• Work required
Take the lines from the beginning of the material through the line containing "Task: locate the bus windshield, dropping" and retype them exactly, leaving the pictures out.
Segment Start: Records
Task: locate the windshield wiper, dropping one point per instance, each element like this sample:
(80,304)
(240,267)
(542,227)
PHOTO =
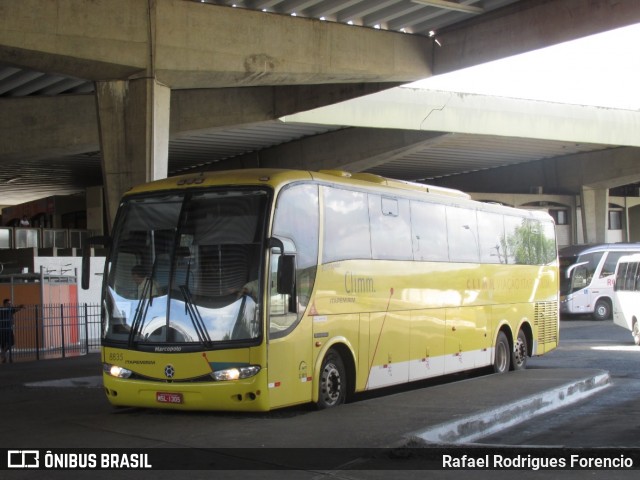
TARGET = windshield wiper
(141,310)
(194,315)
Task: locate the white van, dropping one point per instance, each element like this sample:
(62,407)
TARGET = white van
(587,277)
(626,297)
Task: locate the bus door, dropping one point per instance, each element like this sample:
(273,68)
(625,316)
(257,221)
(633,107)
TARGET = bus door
(289,356)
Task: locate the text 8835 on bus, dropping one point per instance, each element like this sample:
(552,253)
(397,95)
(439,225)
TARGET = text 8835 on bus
(257,289)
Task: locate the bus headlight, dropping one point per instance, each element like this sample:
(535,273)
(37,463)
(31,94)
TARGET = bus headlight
(236,373)
(116,371)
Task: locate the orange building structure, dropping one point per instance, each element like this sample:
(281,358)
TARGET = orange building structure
(49,319)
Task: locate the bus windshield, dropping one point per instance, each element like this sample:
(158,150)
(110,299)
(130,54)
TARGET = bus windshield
(184,269)
(576,273)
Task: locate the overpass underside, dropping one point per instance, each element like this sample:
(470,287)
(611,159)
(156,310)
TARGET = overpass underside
(167,69)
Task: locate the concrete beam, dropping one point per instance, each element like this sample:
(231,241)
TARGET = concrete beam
(200,45)
(202,109)
(595,208)
(421,109)
(133,118)
(35,128)
(351,149)
(601,169)
(48,127)
(527,25)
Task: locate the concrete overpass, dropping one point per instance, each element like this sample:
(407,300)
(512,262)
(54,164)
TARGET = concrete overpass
(168,74)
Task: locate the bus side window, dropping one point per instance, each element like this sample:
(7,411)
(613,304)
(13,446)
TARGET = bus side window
(621,277)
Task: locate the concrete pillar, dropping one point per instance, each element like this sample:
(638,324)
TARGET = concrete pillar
(595,208)
(133,119)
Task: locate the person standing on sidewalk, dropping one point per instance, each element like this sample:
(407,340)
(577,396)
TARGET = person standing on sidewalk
(6,329)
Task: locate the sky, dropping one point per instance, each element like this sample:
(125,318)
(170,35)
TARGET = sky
(600,70)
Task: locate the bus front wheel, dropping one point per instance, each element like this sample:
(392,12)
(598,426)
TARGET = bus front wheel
(333,381)
(502,358)
(520,352)
(636,333)
(602,310)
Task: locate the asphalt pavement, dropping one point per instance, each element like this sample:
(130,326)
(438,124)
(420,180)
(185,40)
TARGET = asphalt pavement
(452,412)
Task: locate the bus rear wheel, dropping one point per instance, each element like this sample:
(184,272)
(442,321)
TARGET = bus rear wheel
(333,381)
(502,359)
(520,352)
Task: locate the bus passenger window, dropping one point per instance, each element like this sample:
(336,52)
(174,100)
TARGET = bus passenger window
(429,232)
(493,246)
(390,228)
(462,227)
(346,225)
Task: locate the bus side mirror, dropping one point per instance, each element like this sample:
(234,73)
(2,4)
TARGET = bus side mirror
(286,274)
(86,258)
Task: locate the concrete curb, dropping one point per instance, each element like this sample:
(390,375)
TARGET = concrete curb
(479,425)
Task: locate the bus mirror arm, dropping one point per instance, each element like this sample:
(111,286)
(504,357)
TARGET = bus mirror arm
(573,267)
(286,282)
(274,242)
(86,257)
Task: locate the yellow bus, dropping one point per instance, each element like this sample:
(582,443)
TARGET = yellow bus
(250,290)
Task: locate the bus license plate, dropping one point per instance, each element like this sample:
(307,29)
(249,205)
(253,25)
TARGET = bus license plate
(167,397)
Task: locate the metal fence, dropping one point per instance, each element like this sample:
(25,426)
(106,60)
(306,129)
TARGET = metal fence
(43,332)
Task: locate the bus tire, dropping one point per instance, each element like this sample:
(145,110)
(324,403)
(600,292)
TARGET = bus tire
(636,332)
(602,310)
(332,385)
(520,352)
(502,354)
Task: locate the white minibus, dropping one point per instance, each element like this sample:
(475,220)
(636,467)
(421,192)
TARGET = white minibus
(587,275)
(626,298)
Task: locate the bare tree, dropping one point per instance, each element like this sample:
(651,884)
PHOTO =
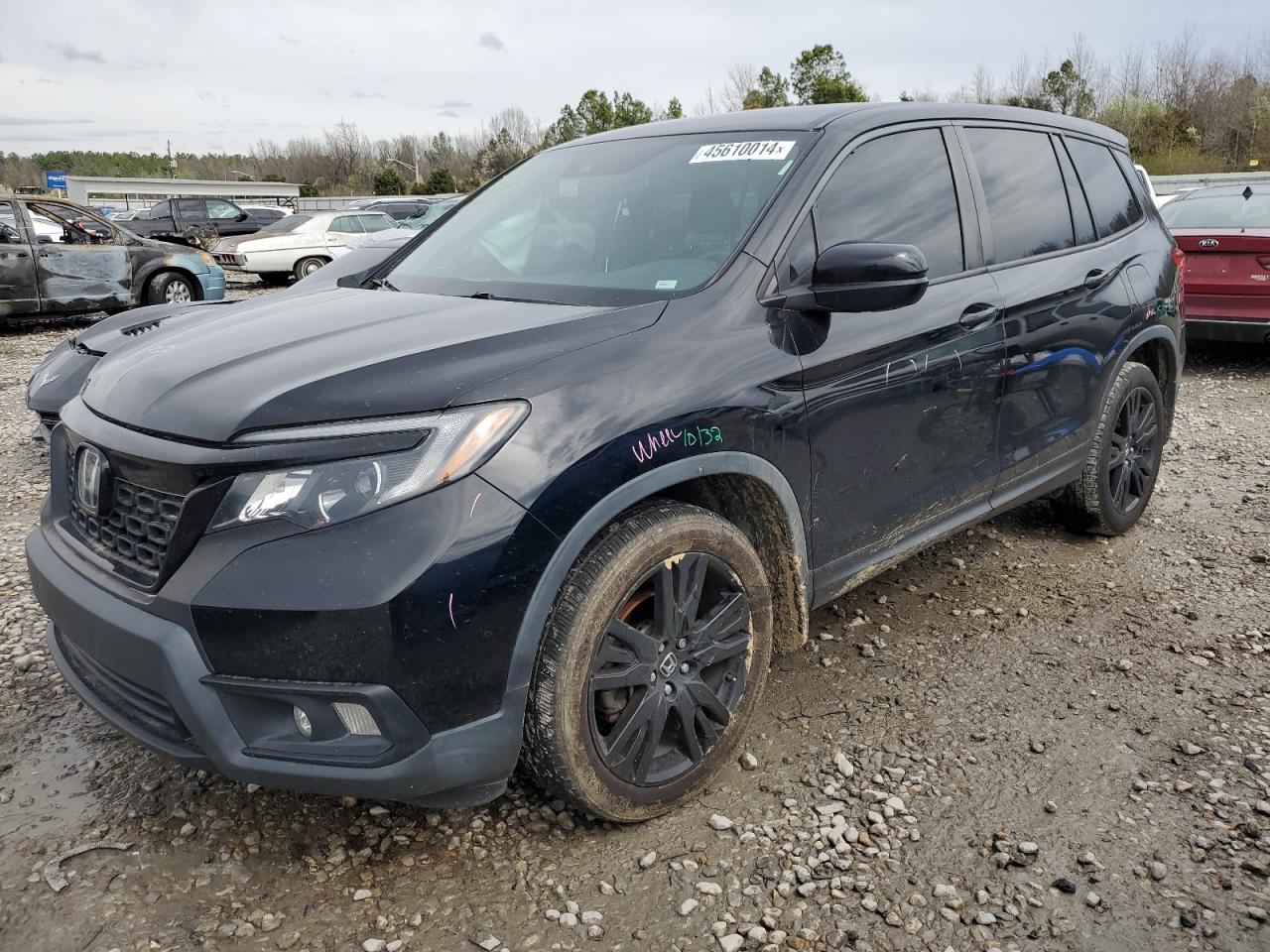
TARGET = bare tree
(742,77)
(982,85)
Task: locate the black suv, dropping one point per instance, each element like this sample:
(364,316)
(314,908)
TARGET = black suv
(553,481)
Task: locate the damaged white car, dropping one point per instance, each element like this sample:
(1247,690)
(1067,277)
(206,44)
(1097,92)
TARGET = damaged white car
(298,245)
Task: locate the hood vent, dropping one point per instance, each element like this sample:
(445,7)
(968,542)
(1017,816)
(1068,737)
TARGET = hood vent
(139,329)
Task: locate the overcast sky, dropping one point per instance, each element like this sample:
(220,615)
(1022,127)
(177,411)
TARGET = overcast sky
(128,75)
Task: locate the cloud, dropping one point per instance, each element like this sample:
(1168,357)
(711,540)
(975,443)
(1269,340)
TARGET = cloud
(24,121)
(71,54)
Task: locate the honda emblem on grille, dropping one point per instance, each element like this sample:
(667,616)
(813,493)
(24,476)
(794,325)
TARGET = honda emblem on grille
(91,477)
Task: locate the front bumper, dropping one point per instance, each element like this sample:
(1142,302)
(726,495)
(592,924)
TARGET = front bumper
(146,676)
(412,613)
(1232,331)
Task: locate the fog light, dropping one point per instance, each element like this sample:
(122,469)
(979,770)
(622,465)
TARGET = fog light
(356,719)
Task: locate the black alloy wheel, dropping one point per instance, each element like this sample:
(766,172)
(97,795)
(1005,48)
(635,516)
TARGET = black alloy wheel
(670,669)
(1133,457)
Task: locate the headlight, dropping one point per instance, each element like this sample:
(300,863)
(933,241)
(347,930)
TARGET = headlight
(453,444)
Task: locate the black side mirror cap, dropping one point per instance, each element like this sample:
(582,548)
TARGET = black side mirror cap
(869,276)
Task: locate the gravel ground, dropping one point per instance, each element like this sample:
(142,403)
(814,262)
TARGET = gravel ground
(1021,739)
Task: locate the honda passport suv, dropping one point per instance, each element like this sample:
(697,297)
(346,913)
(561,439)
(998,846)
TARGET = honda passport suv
(552,483)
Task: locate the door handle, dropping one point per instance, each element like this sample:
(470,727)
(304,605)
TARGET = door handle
(978,315)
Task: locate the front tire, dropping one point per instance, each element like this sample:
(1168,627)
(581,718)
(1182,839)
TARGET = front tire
(308,266)
(1124,461)
(652,664)
(171,289)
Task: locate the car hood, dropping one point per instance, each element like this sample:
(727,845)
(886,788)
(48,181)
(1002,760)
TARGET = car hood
(343,354)
(131,326)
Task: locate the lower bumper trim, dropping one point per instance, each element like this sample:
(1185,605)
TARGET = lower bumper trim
(1234,331)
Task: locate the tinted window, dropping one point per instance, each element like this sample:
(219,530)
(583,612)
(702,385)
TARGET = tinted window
(1230,211)
(1026,202)
(1076,200)
(795,267)
(345,223)
(218,208)
(1112,204)
(897,189)
(9,232)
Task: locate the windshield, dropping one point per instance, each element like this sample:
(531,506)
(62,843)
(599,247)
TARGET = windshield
(606,222)
(287,222)
(1219,212)
(429,214)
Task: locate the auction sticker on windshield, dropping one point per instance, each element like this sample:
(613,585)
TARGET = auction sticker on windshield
(742,151)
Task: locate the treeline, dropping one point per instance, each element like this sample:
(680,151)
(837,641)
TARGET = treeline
(1184,109)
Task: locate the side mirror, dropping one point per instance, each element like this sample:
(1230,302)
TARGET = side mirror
(867,276)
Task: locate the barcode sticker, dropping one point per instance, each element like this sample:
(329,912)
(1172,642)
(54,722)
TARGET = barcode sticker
(771,149)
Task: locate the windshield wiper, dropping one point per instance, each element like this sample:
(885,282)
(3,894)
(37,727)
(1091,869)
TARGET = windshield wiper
(489,296)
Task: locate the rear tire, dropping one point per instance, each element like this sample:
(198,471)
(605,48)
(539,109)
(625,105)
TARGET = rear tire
(652,664)
(171,289)
(1124,460)
(308,266)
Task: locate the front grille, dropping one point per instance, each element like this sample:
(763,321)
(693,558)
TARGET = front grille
(135,532)
(145,707)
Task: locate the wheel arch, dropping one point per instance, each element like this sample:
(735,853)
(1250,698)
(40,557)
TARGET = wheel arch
(740,488)
(1157,348)
(143,286)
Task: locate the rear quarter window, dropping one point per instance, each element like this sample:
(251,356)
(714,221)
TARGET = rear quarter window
(1111,202)
(1024,188)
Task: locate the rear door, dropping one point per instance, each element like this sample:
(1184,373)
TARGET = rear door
(84,272)
(18,289)
(1060,268)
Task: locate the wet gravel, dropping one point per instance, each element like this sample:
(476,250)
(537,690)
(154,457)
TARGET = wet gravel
(1021,739)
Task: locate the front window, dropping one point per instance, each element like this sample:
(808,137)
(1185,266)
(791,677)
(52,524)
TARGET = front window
(606,222)
(218,208)
(422,220)
(1219,212)
(286,223)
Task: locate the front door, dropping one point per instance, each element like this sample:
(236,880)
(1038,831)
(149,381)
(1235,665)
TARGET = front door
(902,405)
(18,295)
(82,272)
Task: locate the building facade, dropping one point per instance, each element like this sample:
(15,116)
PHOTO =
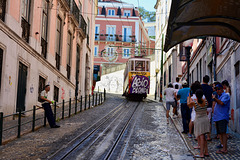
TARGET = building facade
(119,35)
(44,42)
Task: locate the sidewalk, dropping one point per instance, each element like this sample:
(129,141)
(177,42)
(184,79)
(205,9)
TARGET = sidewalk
(233,142)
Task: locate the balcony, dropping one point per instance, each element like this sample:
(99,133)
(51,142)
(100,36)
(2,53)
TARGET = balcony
(2,10)
(44,48)
(83,25)
(25,30)
(116,38)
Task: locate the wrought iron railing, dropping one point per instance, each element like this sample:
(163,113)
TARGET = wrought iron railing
(44,48)
(68,71)
(2,9)
(57,61)
(37,119)
(83,24)
(75,11)
(25,30)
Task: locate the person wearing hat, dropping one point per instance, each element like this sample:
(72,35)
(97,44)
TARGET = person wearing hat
(185,111)
(221,115)
(47,107)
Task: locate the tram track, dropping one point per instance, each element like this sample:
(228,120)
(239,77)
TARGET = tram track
(104,134)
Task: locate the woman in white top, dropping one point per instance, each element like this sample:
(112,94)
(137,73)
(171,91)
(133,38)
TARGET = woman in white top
(169,92)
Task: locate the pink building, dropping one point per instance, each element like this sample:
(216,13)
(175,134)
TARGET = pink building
(119,34)
(45,42)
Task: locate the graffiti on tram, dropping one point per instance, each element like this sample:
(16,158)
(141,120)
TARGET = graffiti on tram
(139,84)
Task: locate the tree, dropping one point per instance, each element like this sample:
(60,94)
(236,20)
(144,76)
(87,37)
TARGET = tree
(147,15)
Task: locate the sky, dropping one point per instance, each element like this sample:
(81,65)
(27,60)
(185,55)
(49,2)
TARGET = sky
(147,4)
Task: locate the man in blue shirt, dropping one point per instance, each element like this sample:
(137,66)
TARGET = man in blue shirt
(221,115)
(185,111)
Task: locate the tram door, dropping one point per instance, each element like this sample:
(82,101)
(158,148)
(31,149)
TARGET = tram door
(21,91)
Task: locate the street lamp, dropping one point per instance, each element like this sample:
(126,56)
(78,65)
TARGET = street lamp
(188,46)
(157,70)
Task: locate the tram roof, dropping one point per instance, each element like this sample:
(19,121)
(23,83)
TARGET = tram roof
(190,19)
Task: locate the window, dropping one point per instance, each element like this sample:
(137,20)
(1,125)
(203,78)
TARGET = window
(237,68)
(111,12)
(26,9)
(2,9)
(58,42)
(110,51)
(44,29)
(111,31)
(97,27)
(127,13)
(41,86)
(25,19)
(1,64)
(69,56)
(127,32)
(56,93)
(95,51)
(126,53)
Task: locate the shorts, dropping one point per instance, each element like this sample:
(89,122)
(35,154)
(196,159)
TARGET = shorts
(170,103)
(221,126)
(209,112)
(193,115)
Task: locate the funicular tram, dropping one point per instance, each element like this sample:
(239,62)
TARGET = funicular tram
(137,78)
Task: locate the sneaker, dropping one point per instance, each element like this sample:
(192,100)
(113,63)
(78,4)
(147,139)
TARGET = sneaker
(220,146)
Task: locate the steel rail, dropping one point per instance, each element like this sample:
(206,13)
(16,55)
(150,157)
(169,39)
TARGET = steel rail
(92,129)
(120,135)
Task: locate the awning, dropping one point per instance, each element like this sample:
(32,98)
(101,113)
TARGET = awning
(195,18)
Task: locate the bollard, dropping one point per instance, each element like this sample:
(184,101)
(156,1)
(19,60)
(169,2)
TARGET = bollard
(89,102)
(19,123)
(63,110)
(81,105)
(93,100)
(45,119)
(69,115)
(34,118)
(85,107)
(104,94)
(55,110)
(76,105)
(1,127)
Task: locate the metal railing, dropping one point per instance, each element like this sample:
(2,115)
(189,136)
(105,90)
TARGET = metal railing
(83,24)
(25,30)
(60,111)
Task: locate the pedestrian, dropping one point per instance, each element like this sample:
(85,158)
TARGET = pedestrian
(194,87)
(226,87)
(47,107)
(201,123)
(185,111)
(207,92)
(221,115)
(169,92)
(177,83)
(175,113)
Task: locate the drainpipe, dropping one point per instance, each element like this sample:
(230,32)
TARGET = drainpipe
(214,59)
(161,77)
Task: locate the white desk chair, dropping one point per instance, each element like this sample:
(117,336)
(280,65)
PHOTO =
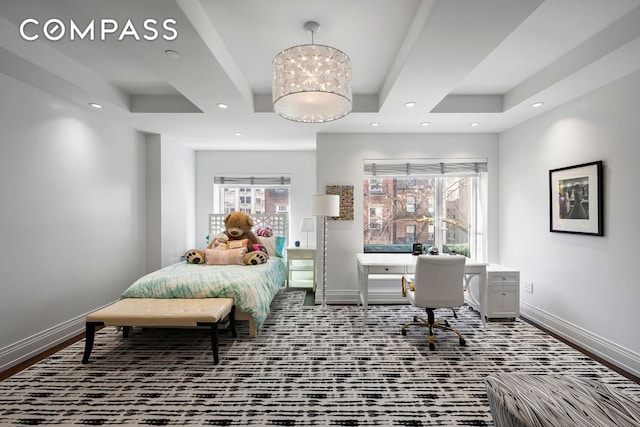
Segment End: Records
• Answer space
Task: locate the windshield wiper, dropping one point per instance, each element like this sample:
(80,304)
(240,267)
(542,227)
PHOTO =
TARGET = windshield wiper
(141,310)
(194,315)
Task: locate the white van, dropping one point per instance, each element like this sample:
(62,407)
TARGET = white van
(587,277)
(626,297)
Task: locate the bus door, dropping one point per instance, each element like this sample:
(273,68)
(625,316)
(257,221)
(633,107)
TARGET = bus door
(289,356)
Task: locate the text 8835 on bus, dropping one point per instance, each element like this sample:
(552,253)
(397,95)
(439,225)
TARGET = text 8835 on bus
(257,289)
Task: locate the bus headlight, dropping one point per instance, each element like this sample:
(535,273)
(37,463)
(31,94)
TARGET = bus headlight
(236,373)
(116,371)
Task: locate the orange building structure, dropping one point per instance, each element like this sample:
(281,358)
TARGET = orange building structure
(49,319)
Task: locate the bus windshield, dropping one point per instance, each element like this sample:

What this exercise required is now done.